== Given entries ==
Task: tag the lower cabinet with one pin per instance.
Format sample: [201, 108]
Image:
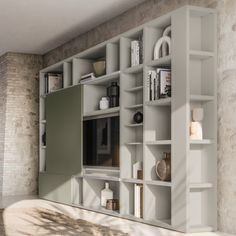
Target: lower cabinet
[55, 188]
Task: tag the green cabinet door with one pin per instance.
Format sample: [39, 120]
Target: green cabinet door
[64, 131]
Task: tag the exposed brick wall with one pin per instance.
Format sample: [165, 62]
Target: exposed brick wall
[3, 71]
[20, 141]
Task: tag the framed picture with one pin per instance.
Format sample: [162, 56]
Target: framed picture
[104, 136]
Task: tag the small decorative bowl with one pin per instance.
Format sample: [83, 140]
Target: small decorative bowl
[99, 68]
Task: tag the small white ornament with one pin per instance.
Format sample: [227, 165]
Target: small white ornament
[137, 166]
[104, 103]
[166, 32]
[196, 125]
[106, 194]
[158, 45]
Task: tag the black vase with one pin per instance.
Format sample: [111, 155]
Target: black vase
[113, 92]
[138, 117]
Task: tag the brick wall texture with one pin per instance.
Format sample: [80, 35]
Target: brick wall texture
[19, 104]
[19, 123]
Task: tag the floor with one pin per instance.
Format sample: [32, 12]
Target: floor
[133, 228]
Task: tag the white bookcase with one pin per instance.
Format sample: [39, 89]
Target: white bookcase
[188, 202]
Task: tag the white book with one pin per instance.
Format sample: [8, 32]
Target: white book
[148, 85]
[157, 87]
[55, 81]
[135, 53]
[152, 89]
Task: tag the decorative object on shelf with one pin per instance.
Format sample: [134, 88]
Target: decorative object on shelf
[106, 194]
[158, 84]
[104, 103]
[196, 124]
[138, 117]
[53, 82]
[44, 138]
[99, 67]
[163, 45]
[140, 174]
[136, 52]
[113, 92]
[138, 200]
[113, 204]
[165, 82]
[136, 167]
[87, 77]
[163, 167]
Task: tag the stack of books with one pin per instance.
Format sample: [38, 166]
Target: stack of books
[138, 200]
[136, 52]
[53, 82]
[158, 84]
[87, 77]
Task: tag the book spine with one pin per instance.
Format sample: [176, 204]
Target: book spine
[157, 87]
[148, 86]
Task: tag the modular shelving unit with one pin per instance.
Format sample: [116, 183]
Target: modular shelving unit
[188, 202]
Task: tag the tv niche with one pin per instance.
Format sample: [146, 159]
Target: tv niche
[101, 142]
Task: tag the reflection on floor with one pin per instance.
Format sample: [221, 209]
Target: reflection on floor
[15, 204]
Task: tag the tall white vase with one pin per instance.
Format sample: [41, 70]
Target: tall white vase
[106, 194]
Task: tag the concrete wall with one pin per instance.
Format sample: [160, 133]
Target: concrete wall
[151, 9]
[23, 127]
[138, 15]
[19, 123]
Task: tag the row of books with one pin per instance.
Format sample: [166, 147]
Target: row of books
[53, 82]
[159, 84]
[136, 52]
[138, 200]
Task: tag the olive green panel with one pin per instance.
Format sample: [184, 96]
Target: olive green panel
[55, 188]
[64, 132]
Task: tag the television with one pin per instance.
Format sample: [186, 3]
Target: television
[101, 142]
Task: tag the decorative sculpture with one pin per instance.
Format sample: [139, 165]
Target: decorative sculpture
[163, 45]
[196, 125]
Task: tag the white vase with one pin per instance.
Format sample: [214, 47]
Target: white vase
[104, 103]
[106, 194]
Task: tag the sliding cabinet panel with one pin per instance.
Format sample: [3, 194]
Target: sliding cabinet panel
[64, 129]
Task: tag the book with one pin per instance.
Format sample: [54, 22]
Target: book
[165, 82]
[136, 52]
[53, 82]
[138, 200]
[87, 77]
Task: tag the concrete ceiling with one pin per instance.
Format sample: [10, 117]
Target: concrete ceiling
[37, 26]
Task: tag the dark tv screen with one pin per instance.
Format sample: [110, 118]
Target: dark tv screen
[101, 142]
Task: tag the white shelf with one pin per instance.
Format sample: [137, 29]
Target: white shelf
[134, 125]
[134, 106]
[200, 228]
[98, 209]
[200, 55]
[200, 186]
[102, 79]
[102, 112]
[159, 142]
[133, 181]
[164, 61]
[101, 177]
[158, 183]
[160, 102]
[134, 69]
[201, 98]
[134, 143]
[134, 89]
[203, 141]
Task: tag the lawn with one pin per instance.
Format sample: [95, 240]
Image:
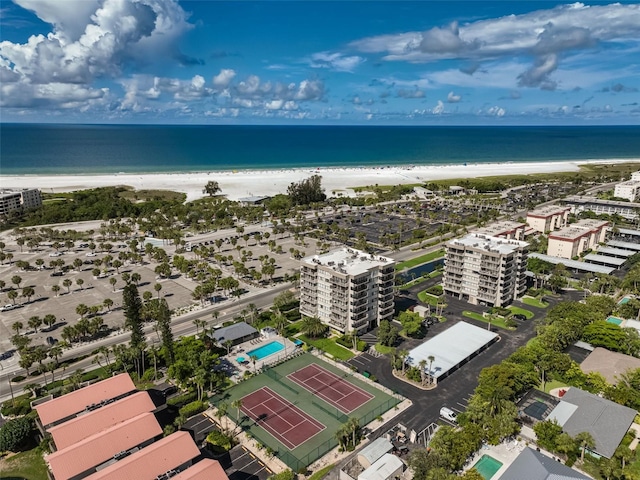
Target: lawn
[521, 311]
[534, 302]
[498, 322]
[420, 260]
[383, 349]
[329, 346]
[27, 465]
[428, 298]
[548, 386]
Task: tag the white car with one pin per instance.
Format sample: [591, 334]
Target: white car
[449, 414]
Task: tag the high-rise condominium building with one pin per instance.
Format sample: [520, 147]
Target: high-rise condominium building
[485, 270]
[347, 289]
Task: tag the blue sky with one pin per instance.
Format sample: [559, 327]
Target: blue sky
[320, 62]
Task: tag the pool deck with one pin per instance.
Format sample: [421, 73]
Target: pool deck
[241, 350]
[506, 452]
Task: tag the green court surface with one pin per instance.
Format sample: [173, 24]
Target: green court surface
[487, 466]
[315, 447]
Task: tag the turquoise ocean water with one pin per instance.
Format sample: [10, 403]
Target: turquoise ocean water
[99, 149]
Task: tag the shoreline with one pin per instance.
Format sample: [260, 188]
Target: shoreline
[236, 184]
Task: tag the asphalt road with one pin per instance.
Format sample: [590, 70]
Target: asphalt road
[181, 326]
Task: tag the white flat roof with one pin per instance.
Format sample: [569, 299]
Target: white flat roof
[586, 267]
[606, 259]
[488, 243]
[382, 469]
[450, 347]
[348, 261]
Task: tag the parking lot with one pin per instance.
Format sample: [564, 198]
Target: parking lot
[455, 391]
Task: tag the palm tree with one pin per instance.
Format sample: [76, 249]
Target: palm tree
[422, 365]
[237, 404]
[431, 359]
[17, 326]
[402, 355]
[585, 440]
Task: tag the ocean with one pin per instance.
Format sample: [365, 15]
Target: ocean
[100, 149]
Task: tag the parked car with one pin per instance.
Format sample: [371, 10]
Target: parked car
[449, 414]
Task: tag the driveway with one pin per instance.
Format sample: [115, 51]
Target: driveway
[455, 390]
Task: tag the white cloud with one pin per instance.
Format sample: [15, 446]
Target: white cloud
[224, 78]
[544, 35]
[90, 40]
[453, 98]
[335, 61]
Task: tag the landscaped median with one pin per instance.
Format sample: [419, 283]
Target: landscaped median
[328, 345]
[495, 321]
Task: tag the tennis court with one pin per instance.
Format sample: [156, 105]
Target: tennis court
[294, 422]
[334, 390]
[280, 418]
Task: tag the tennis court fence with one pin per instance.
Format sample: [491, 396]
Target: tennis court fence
[299, 463]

== Required action ==
Restate word for word the lines from the line containing "Target: green court surface" through the last line of the listing, inclusive, and nothing beyond them.

== Written solution ==
Target: green court surface
[487, 466]
[315, 447]
Task: tag the turquoise ocean water with one pin per instance.
Format sample: [10, 403]
Target: turquoise ocean water
[99, 149]
Task: tag the shoreline with one pin per instance.
Format sample: [260, 188]
Target: shoreline
[236, 184]
Task: tag the asphalt road with one pin per instance.
Format sample: [590, 70]
Target: asphalt road
[181, 326]
Task: tag the white flat roof with one pin per instance.
Format sample: [569, 299]
Target: white flat roof
[586, 267]
[606, 259]
[488, 243]
[382, 469]
[450, 347]
[348, 261]
Task: tag the parking lot with one pin per instance.
Format sample: [564, 198]
Target: parking lot
[455, 391]
Task: tag the palm tree with one pin per instance.
Format sample: [76, 249]
Target: palm tree
[422, 365]
[237, 404]
[431, 359]
[17, 326]
[402, 355]
[585, 440]
Task: tag the ocean with one pin per instance.
Format sample: [365, 15]
Target: ocean
[100, 149]
Task: tag the parked car with one pin per instance.
Format sample: [371, 10]
Target: parked car
[449, 414]
Task: tag the driveway with one pin per instance.
Format sample: [115, 51]
Target: driveway
[455, 390]
Task: tag the white cloud with one pin per instance.
Format sample: [15, 446]
Target: white cloud
[224, 78]
[544, 35]
[90, 40]
[453, 98]
[335, 61]
Task: tag the landscaped median with one pin per instance.
Format sample: [419, 283]
Target: landscaped median
[328, 345]
[495, 321]
Task: tag the tennis court with one pin per instance.
Format sample: [156, 105]
Target: tennis court
[294, 422]
[334, 390]
[280, 418]
Task: tag the tennis court fence with one pin per instance.
Format sample: [491, 396]
Target: tennis court fence
[299, 463]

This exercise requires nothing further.